#### [HOW TO COMPLETE THIS TASK]
Convert every line of the listing below into a Markdown table with the columns "Row" and "Line", numbering each row and skipping blank lines. Leave the pictures out of the table.

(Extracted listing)
┌────────

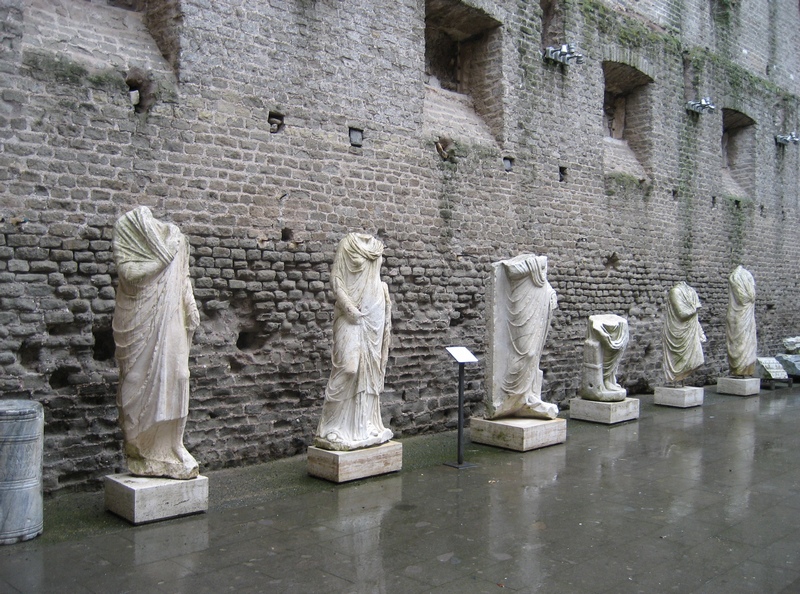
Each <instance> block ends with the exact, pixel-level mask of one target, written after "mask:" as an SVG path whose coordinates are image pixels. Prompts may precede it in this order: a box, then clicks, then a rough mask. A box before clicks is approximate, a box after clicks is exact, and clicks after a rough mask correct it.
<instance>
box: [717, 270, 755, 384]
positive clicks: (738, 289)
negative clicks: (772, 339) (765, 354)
mask: <svg viewBox="0 0 800 594" xmlns="http://www.w3.org/2000/svg"><path fill="white" fill-rule="evenodd" d="M728 297H729V302H728V313H727V316H726V317H725V330H726V334H727V339H728V340H727V343H728V364H729V366H730V370H731V375H734V376H744V377H748V376H752V375H753V374H754V373H755V370H756V347H757V343H758V339H757V337H756V316H755V302H756V282H755V280H754V279H753V275H752V274H750V272H749V271H747V270H745V269H744V268H742V267H741V266H737V267H736V270H734V271H733V272H732V273H731V275H730V276H729V277H728Z"/></svg>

└────────

#### [ANSWER TO THIS EXERCISE]
| Row | Line |
|---|---|
| 1 | Each <instance> block ends with the exact, pixel-level mask of one target, written after "mask:" as an SVG path whose coordinates are image pixels. Prompts may precede it in this order: a box, then clicks, then a rough mask. A box before clicks is approximate, a box after clicks is exact, and clicks after a rough mask correct it. |
| 2 | <instance> |
| 3 | box: [717, 270, 755, 384] |
| 4 | positive clicks: (738, 289) |
| 5 | negative clicks: (772, 339) (765, 354) |
| 6 | mask: <svg viewBox="0 0 800 594" xmlns="http://www.w3.org/2000/svg"><path fill="white" fill-rule="evenodd" d="M728 297H729V302H728V313H727V316H726V317H725V330H726V334H727V339H728V340H727V343H728V364H729V366H730V370H731V375H734V376H744V377H748V376H752V375H753V374H754V373H755V370H756V347H757V343H758V339H757V337H756V316H755V302H756V282H755V280H754V279H753V275H752V274H750V272H749V271H747V270H745V269H744V268H742V267H741V266H737V267H736V270H734V271H733V272H732V273H731V275H730V276H729V277H728Z"/></svg> |